Recast the entries below as a numbered list with blank lines left out, starting with their first line and going on through the line with "column 173, row 46". Include only those lines.

*** The input ***

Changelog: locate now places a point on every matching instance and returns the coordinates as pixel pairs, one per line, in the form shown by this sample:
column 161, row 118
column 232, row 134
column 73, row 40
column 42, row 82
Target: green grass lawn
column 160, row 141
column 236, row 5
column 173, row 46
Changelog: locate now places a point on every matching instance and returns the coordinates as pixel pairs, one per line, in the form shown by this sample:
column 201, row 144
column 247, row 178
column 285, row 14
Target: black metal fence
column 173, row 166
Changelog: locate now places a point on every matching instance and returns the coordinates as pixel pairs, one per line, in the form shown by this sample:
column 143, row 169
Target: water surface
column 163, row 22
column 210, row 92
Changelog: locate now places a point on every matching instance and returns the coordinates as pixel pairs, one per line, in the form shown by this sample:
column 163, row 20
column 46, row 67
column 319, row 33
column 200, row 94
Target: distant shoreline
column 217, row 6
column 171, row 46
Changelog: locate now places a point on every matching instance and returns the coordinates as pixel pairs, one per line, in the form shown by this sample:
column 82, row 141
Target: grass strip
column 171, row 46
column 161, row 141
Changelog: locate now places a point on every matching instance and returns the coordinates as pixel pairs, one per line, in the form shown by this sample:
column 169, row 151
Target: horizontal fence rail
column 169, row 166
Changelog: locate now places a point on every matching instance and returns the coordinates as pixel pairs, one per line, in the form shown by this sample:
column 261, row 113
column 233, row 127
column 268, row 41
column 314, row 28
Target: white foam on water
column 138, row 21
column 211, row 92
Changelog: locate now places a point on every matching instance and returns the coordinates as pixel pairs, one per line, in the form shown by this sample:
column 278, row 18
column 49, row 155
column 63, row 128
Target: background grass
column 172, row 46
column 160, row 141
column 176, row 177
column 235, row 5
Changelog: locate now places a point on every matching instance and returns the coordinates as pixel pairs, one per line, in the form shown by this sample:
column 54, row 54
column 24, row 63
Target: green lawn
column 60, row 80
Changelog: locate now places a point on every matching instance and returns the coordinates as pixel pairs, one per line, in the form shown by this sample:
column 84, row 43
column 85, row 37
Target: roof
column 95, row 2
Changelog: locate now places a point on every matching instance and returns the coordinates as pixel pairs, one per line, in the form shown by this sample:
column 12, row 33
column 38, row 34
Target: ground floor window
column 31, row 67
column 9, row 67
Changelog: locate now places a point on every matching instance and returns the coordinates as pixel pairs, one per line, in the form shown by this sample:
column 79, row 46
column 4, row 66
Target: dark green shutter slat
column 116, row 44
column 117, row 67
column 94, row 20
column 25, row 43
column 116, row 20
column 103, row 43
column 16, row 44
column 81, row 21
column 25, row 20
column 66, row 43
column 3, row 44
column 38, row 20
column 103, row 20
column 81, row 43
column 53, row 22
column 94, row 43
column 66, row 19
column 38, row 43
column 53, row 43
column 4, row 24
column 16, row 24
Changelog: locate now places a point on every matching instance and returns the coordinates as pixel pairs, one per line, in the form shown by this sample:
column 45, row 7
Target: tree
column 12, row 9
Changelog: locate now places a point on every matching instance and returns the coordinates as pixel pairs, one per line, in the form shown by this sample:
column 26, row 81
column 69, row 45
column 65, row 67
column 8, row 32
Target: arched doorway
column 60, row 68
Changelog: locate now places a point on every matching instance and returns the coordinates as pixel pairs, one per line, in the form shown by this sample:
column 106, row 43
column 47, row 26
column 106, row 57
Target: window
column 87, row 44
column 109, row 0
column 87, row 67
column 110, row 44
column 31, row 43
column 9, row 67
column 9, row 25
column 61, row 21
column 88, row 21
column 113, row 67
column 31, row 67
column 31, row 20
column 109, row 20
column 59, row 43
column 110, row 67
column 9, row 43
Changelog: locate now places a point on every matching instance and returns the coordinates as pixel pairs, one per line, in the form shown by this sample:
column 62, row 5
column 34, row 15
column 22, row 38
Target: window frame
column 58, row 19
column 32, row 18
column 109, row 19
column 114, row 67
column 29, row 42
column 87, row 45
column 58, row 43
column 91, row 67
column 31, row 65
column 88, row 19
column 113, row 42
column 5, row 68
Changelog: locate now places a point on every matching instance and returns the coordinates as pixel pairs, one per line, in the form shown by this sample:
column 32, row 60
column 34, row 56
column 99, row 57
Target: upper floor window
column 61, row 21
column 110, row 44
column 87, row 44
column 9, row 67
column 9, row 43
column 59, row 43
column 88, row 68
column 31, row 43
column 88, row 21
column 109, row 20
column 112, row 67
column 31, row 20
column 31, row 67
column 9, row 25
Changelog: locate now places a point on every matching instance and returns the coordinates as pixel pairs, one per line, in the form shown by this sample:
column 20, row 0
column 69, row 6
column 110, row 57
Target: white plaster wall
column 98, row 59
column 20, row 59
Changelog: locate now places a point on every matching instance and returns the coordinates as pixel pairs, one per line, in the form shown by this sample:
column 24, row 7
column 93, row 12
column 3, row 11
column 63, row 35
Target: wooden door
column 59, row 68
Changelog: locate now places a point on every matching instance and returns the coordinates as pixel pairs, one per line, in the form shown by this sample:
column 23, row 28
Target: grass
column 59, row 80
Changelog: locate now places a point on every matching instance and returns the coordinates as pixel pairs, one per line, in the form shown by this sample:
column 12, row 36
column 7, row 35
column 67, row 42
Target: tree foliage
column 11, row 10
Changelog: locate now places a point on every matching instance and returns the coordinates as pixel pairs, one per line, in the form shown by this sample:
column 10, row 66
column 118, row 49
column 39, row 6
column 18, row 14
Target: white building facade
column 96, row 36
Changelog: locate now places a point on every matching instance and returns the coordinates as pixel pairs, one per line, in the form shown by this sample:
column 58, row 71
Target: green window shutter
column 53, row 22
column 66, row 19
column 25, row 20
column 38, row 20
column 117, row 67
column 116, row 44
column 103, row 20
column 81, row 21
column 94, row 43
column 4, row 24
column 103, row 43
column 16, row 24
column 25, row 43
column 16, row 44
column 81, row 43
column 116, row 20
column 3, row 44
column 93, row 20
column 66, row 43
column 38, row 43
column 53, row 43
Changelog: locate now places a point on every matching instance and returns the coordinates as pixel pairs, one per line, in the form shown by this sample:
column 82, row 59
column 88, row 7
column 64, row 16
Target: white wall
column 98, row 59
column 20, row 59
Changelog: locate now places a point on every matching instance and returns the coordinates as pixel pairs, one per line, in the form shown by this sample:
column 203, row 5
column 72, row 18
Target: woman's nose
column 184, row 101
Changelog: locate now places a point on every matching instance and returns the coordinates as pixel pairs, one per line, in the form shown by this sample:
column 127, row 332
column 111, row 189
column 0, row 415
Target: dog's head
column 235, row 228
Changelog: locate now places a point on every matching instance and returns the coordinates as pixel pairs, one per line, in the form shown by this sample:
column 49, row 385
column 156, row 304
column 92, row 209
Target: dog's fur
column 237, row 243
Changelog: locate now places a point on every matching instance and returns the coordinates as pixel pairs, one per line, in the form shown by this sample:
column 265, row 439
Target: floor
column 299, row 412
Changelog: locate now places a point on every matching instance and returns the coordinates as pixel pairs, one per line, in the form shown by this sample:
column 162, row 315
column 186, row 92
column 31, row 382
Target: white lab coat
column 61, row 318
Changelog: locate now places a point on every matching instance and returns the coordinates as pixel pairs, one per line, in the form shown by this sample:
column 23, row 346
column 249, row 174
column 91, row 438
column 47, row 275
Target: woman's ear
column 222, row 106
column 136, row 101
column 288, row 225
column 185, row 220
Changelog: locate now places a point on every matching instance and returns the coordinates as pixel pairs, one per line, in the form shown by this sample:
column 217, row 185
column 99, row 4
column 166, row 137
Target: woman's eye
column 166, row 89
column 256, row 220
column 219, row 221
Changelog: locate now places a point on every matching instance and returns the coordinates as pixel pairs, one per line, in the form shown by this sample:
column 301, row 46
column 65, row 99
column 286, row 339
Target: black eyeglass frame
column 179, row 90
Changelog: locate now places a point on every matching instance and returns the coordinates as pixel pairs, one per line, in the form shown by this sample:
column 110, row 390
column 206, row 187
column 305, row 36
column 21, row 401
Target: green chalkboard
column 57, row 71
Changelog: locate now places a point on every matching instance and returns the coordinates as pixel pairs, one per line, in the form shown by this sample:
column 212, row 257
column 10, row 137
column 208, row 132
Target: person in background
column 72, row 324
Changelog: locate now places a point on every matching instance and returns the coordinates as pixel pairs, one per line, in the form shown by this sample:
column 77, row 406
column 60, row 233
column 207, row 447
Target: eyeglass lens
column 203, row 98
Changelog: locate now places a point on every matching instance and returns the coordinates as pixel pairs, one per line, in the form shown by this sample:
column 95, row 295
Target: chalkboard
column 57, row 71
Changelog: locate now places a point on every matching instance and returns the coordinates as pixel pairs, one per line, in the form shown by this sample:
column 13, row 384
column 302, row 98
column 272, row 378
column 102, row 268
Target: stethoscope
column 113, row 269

***

The reply
1. Changelog: locate now places a point on every matching instance and returns the coordinates as pixel pairs, one per line, in the form shown by this sample:
2. column 161, row 118
3. column 232, row 134
4. column 73, row 40
5. column 42, row 82
6. Target: green grass lawn
7. column 160, row 141
8. column 236, row 5
9. column 173, row 46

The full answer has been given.